- **Required work**:
Collect every line in the rows below that contains the string "blurred", copying each one in full. Count only matches with the same capitalization.

- **Material provided**:
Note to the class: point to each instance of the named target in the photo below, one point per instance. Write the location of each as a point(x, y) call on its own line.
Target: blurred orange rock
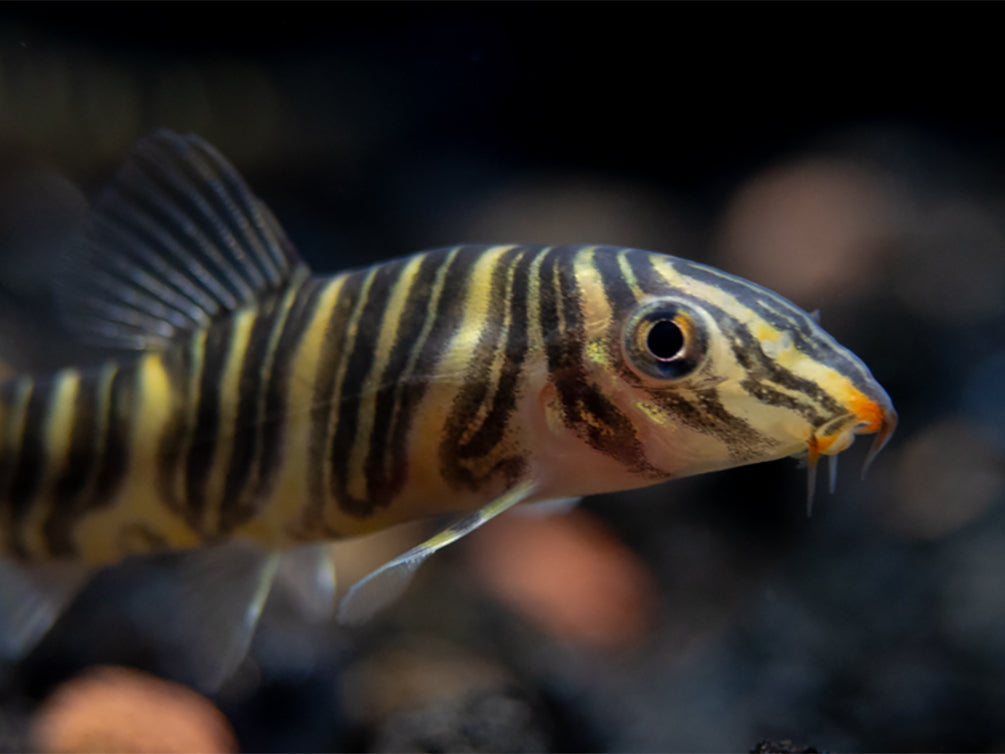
point(569, 575)
point(117, 709)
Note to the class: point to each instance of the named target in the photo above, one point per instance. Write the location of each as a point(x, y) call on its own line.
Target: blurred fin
point(387, 583)
point(223, 589)
point(812, 456)
point(31, 599)
point(546, 508)
point(308, 576)
point(176, 240)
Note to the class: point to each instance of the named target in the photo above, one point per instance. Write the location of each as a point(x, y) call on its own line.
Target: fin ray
point(176, 240)
point(387, 583)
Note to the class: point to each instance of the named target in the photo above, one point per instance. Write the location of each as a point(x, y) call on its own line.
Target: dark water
point(831, 156)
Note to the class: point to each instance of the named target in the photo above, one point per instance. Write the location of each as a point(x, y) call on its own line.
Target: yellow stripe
point(290, 491)
point(197, 356)
point(230, 381)
point(535, 332)
point(103, 532)
point(435, 295)
point(357, 486)
point(498, 357)
point(56, 432)
point(629, 275)
point(273, 341)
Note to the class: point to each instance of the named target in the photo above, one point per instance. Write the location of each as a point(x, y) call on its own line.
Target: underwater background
point(849, 157)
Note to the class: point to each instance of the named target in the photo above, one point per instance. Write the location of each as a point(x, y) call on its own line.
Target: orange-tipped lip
point(870, 416)
point(875, 415)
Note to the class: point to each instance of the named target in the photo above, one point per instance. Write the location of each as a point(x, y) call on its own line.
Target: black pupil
point(664, 340)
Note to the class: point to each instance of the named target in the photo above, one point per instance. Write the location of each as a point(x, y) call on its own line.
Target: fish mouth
point(871, 413)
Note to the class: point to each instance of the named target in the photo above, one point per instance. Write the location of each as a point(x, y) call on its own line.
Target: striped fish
point(254, 400)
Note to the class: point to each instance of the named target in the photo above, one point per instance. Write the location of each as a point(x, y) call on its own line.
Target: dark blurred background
point(847, 156)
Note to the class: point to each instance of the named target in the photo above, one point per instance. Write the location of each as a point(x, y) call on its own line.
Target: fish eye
point(665, 339)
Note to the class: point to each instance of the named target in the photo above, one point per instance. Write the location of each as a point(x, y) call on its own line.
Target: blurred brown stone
point(570, 576)
point(947, 476)
point(117, 709)
point(815, 230)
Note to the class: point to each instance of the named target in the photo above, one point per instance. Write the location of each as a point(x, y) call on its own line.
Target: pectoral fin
point(387, 583)
point(307, 576)
point(31, 599)
point(175, 241)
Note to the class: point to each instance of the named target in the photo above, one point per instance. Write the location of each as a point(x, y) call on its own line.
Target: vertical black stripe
point(203, 445)
point(361, 359)
point(115, 455)
point(455, 451)
point(77, 468)
point(385, 478)
point(328, 363)
point(28, 465)
point(239, 492)
point(594, 417)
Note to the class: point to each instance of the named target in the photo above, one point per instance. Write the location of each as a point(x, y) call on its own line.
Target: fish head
point(713, 371)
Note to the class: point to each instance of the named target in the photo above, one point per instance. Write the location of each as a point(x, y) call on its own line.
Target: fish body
point(254, 399)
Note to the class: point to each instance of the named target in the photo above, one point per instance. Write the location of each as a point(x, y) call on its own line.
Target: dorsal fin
point(175, 241)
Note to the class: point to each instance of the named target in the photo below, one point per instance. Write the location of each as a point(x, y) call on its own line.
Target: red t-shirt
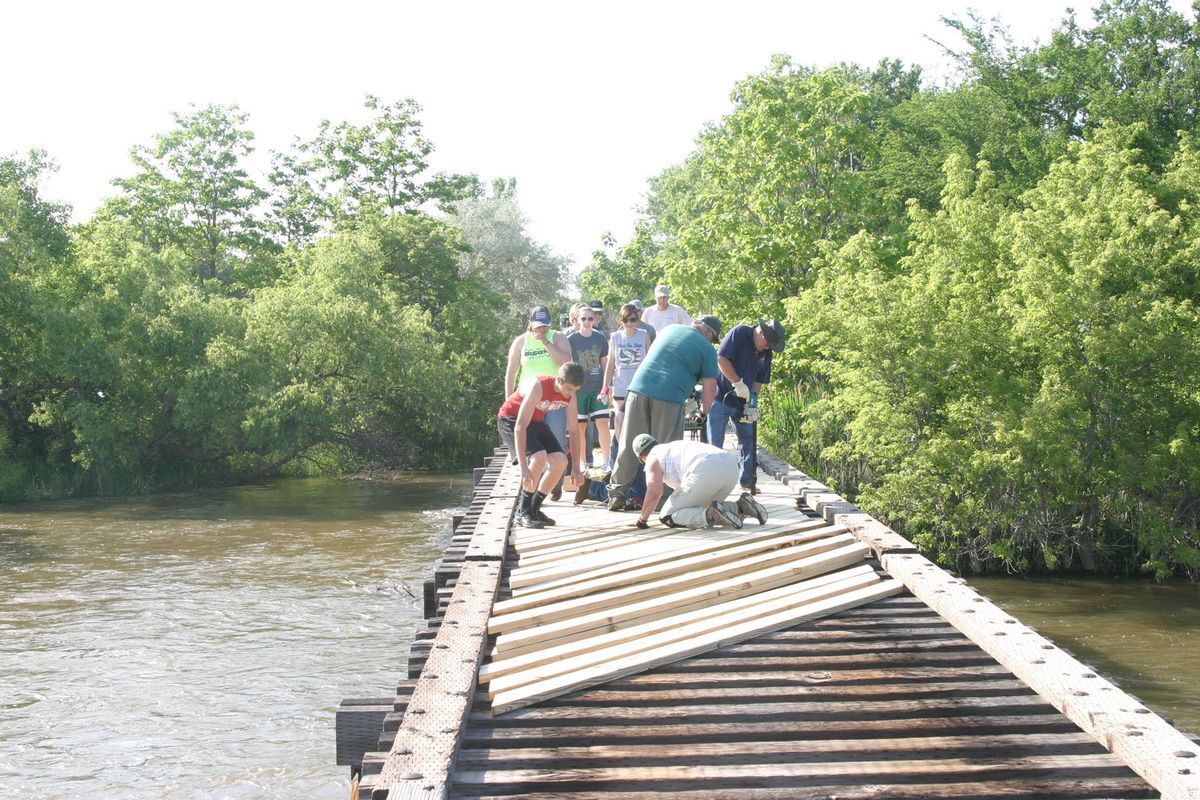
point(551, 400)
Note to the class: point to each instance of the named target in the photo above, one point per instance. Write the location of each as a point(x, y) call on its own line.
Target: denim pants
point(718, 417)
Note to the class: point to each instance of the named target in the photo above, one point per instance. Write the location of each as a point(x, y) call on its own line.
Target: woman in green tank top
point(535, 353)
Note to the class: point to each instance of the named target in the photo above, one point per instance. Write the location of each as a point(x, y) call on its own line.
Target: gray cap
point(773, 331)
point(642, 444)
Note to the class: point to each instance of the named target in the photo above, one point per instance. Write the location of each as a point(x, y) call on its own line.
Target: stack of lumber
point(594, 599)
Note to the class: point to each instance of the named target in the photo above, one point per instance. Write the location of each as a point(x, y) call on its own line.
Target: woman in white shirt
point(627, 349)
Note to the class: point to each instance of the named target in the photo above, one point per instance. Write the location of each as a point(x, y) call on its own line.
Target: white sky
point(581, 102)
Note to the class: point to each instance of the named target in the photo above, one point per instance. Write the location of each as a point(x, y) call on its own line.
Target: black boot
point(523, 517)
point(535, 509)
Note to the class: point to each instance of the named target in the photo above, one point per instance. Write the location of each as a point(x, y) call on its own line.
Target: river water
point(196, 645)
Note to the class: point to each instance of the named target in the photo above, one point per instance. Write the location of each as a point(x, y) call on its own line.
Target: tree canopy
point(990, 286)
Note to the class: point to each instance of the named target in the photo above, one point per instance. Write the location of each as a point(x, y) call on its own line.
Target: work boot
point(535, 510)
point(720, 513)
point(525, 521)
point(750, 507)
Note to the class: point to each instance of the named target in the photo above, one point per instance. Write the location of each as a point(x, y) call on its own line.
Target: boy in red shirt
point(525, 433)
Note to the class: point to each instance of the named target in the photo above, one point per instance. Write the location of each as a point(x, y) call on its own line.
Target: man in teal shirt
point(682, 356)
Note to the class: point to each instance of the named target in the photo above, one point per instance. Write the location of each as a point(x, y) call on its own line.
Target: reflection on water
point(196, 645)
point(1143, 636)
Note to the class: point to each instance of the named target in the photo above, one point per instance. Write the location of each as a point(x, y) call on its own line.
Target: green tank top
point(535, 359)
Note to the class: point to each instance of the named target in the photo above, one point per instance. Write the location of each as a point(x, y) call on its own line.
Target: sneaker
point(598, 473)
point(750, 507)
point(526, 521)
point(721, 515)
point(581, 493)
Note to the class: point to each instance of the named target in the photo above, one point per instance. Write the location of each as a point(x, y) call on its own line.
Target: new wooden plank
point(618, 596)
point(503, 666)
point(1145, 741)
point(676, 631)
point(553, 687)
point(645, 611)
point(579, 570)
point(706, 558)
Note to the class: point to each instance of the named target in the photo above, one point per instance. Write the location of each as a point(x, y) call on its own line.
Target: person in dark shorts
point(589, 349)
point(532, 443)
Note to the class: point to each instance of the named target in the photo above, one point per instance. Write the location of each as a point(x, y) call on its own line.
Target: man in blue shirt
point(681, 358)
point(744, 361)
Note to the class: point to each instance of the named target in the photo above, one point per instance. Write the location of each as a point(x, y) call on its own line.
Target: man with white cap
point(681, 358)
point(664, 312)
point(701, 475)
point(744, 361)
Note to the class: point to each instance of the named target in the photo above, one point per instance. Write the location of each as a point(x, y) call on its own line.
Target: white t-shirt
point(672, 316)
point(678, 457)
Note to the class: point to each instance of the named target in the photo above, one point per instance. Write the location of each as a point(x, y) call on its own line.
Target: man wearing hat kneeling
point(701, 475)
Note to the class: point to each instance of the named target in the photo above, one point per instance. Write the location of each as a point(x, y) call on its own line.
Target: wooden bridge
point(815, 656)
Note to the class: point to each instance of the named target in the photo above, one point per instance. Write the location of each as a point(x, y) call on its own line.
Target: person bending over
point(701, 475)
point(525, 432)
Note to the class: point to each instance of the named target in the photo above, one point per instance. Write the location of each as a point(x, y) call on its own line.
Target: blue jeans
point(718, 417)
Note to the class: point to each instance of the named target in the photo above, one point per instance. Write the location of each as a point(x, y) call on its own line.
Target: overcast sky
point(581, 102)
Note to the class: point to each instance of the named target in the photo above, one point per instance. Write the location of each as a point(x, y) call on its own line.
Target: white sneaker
point(750, 507)
point(720, 512)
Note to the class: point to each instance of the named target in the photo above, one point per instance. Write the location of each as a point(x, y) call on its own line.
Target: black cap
point(773, 331)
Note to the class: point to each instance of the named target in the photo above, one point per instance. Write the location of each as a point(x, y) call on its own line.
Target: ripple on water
point(207, 637)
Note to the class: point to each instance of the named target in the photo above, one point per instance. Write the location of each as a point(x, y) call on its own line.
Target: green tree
point(192, 193)
point(503, 253)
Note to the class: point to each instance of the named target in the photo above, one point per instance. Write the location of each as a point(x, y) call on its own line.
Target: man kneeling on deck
point(525, 433)
point(701, 475)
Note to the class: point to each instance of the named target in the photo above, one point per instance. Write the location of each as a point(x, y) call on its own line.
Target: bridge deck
point(886, 698)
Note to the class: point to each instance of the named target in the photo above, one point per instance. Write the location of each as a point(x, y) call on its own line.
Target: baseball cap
point(642, 444)
point(773, 331)
point(712, 324)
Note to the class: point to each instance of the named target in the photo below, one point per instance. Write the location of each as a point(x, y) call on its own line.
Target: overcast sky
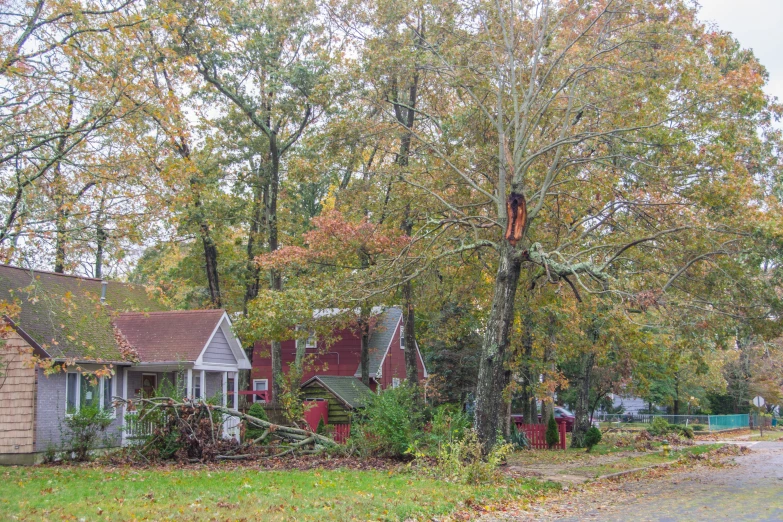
point(758, 25)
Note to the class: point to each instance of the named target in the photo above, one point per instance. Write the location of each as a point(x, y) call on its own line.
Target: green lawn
point(69, 492)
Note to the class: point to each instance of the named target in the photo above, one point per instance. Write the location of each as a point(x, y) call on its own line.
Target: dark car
point(561, 415)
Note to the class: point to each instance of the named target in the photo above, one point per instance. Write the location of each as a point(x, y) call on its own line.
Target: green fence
point(727, 422)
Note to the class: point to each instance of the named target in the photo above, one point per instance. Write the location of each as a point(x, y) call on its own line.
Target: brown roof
point(63, 314)
point(179, 335)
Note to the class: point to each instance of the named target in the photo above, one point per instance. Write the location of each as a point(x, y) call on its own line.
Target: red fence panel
point(341, 432)
point(536, 434)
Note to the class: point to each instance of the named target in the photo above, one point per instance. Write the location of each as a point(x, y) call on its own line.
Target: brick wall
point(50, 410)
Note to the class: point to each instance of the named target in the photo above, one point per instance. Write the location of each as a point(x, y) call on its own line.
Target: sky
point(758, 25)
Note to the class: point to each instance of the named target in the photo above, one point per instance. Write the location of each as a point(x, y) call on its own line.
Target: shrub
point(552, 433)
point(518, 437)
point(659, 426)
point(592, 437)
point(448, 423)
point(85, 431)
point(463, 460)
point(256, 410)
point(390, 423)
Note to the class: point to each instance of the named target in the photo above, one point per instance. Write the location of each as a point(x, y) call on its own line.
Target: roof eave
point(37, 348)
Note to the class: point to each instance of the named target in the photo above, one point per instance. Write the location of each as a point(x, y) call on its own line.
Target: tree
point(570, 171)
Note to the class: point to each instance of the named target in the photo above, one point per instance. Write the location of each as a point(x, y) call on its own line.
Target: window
point(259, 385)
point(197, 386)
point(85, 390)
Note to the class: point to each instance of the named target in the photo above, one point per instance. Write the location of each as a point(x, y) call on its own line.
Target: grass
point(95, 493)
point(643, 460)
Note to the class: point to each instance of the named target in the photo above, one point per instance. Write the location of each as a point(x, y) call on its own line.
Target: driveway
point(750, 490)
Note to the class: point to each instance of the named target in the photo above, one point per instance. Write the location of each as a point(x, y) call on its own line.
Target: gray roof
point(380, 339)
point(63, 314)
point(349, 390)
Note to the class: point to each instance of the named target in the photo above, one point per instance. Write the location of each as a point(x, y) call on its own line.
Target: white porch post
point(236, 390)
point(225, 389)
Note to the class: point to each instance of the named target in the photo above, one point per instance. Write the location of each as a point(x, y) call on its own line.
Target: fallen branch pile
point(192, 431)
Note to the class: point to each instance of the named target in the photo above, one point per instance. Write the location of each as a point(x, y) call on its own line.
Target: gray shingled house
point(63, 329)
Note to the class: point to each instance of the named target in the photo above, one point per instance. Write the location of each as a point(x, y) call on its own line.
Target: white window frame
point(100, 387)
point(255, 397)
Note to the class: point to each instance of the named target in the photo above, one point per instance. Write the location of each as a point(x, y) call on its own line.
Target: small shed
point(344, 394)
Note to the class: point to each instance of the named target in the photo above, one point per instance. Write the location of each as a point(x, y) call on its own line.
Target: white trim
point(99, 386)
point(240, 356)
point(253, 387)
point(215, 367)
point(225, 389)
point(235, 404)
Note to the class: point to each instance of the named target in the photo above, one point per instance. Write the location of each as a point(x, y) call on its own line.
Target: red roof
point(169, 336)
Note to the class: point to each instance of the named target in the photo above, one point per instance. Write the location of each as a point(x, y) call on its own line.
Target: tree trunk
point(676, 394)
point(527, 397)
point(582, 411)
point(491, 378)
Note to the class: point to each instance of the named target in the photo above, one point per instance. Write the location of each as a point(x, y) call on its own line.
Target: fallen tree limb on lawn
point(193, 431)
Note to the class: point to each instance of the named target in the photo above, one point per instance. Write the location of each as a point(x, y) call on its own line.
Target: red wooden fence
point(536, 434)
point(341, 432)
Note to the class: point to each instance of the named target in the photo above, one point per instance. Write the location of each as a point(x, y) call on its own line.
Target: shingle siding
point(218, 351)
point(17, 397)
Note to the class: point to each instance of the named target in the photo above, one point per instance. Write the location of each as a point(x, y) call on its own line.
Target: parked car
point(561, 415)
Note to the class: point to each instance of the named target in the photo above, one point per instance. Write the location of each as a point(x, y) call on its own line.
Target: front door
point(148, 385)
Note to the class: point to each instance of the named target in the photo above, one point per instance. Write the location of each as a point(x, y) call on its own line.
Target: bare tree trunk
point(582, 411)
point(491, 378)
point(527, 396)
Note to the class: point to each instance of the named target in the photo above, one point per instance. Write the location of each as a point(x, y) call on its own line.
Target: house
point(68, 327)
point(342, 358)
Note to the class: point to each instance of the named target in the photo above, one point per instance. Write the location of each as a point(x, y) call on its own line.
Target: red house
point(387, 355)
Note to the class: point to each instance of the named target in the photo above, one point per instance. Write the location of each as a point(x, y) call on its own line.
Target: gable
point(218, 351)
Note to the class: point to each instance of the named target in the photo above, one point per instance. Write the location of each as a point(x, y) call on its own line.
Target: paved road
point(752, 490)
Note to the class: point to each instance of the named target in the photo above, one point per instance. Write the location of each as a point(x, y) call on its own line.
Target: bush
point(592, 437)
point(256, 410)
point(448, 423)
point(390, 423)
point(518, 438)
point(85, 431)
point(463, 460)
point(659, 426)
point(552, 433)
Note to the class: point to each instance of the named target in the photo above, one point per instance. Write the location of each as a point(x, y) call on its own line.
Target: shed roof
point(381, 337)
point(178, 335)
point(349, 390)
point(63, 314)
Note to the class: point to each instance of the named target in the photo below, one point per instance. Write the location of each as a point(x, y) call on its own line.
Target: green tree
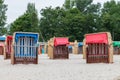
point(111, 18)
point(28, 22)
point(3, 9)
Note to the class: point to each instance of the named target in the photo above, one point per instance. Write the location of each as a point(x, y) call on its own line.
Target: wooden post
point(75, 47)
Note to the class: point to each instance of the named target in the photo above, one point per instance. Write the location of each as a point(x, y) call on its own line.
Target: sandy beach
point(75, 68)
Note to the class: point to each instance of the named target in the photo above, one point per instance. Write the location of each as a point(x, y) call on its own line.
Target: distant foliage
point(73, 20)
point(28, 22)
point(3, 9)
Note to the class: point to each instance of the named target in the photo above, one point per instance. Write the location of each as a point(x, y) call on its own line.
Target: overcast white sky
point(18, 7)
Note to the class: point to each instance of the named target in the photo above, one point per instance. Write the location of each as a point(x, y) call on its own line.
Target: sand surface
point(75, 68)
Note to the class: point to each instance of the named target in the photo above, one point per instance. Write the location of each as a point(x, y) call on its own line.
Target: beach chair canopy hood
point(80, 44)
point(17, 35)
point(116, 43)
point(2, 38)
point(97, 38)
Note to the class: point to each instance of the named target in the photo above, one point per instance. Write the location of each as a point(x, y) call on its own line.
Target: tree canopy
point(3, 17)
point(73, 20)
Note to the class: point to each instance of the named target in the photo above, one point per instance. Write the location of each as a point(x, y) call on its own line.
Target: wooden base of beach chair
point(97, 53)
point(60, 52)
point(25, 60)
point(7, 56)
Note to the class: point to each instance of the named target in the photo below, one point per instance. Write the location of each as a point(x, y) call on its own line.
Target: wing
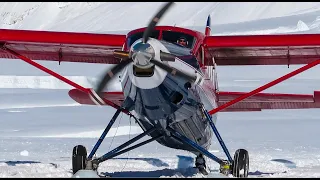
point(61, 46)
point(263, 101)
point(262, 49)
point(84, 98)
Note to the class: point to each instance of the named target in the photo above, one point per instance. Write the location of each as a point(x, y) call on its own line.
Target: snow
point(40, 123)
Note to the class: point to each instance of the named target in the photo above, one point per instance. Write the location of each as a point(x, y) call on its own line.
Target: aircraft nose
point(142, 53)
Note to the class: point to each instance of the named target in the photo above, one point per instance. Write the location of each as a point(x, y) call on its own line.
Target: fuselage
point(163, 100)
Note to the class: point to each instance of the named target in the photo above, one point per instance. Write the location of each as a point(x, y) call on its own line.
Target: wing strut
point(93, 95)
point(264, 87)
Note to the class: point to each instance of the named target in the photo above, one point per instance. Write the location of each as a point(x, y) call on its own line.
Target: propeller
point(142, 54)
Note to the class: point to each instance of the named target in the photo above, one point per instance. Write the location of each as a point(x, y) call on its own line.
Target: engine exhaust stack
point(208, 27)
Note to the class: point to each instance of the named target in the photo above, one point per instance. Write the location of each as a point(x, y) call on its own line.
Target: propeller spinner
point(142, 55)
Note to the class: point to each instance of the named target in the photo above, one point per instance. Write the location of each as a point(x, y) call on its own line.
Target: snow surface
point(40, 123)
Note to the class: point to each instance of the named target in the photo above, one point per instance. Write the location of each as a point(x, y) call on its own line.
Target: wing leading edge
point(263, 101)
point(61, 46)
point(262, 49)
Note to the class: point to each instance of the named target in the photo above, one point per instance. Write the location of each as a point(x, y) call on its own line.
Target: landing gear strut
point(238, 167)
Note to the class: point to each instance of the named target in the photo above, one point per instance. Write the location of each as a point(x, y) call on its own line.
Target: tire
point(240, 166)
point(79, 158)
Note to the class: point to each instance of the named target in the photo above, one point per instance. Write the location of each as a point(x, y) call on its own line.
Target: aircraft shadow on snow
point(14, 163)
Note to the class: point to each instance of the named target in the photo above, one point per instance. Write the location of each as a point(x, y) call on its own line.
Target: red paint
point(226, 50)
point(264, 87)
point(263, 40)
point(9, 35)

- **Task result**:
Target: blurred orange rock
Target: blurred fin
Target: dark blurred background
Target: blurred brown stone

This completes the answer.